GIVEN DATA →
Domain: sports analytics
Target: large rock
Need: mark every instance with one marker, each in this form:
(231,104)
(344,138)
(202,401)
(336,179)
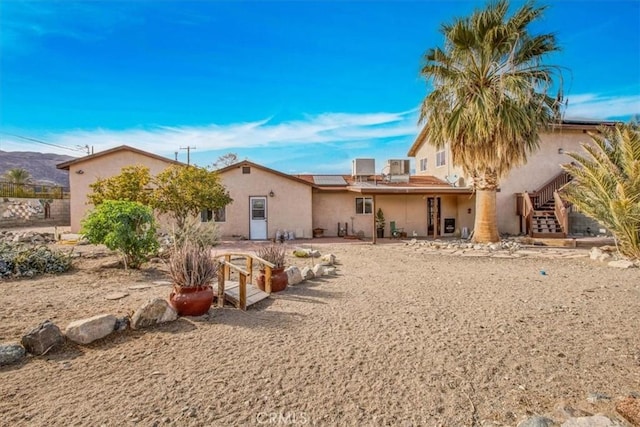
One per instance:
(11,353)
(294,275)
(594,421)
(307,273)
(43,338)
(621,263)
(319,270)
(85,331)
(153,312)
(538,421)
(328,259)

WHAT THE TASK REQUIRES → Reproduce every line of the material above, scaling each coordinate in the answer points by 2.55 and rounding to whole numbers with halves rounded up, while leaving the sample coordinates that show the format unchanged. Omit the pictures.

TASK ANSWER →
Domain: sports analytics
Target: large rock
Need: mark every instance with one marker, each in this form:
(231,104)
(344,138)
(202,401)
(336,179)
One per instance:
(28,900)
(750,701)
(1515,1074)
(783,696)
(110,862)
(1584,671)
(813,689)
(217,844)
(390,796)
(1372,1074)
(836,660)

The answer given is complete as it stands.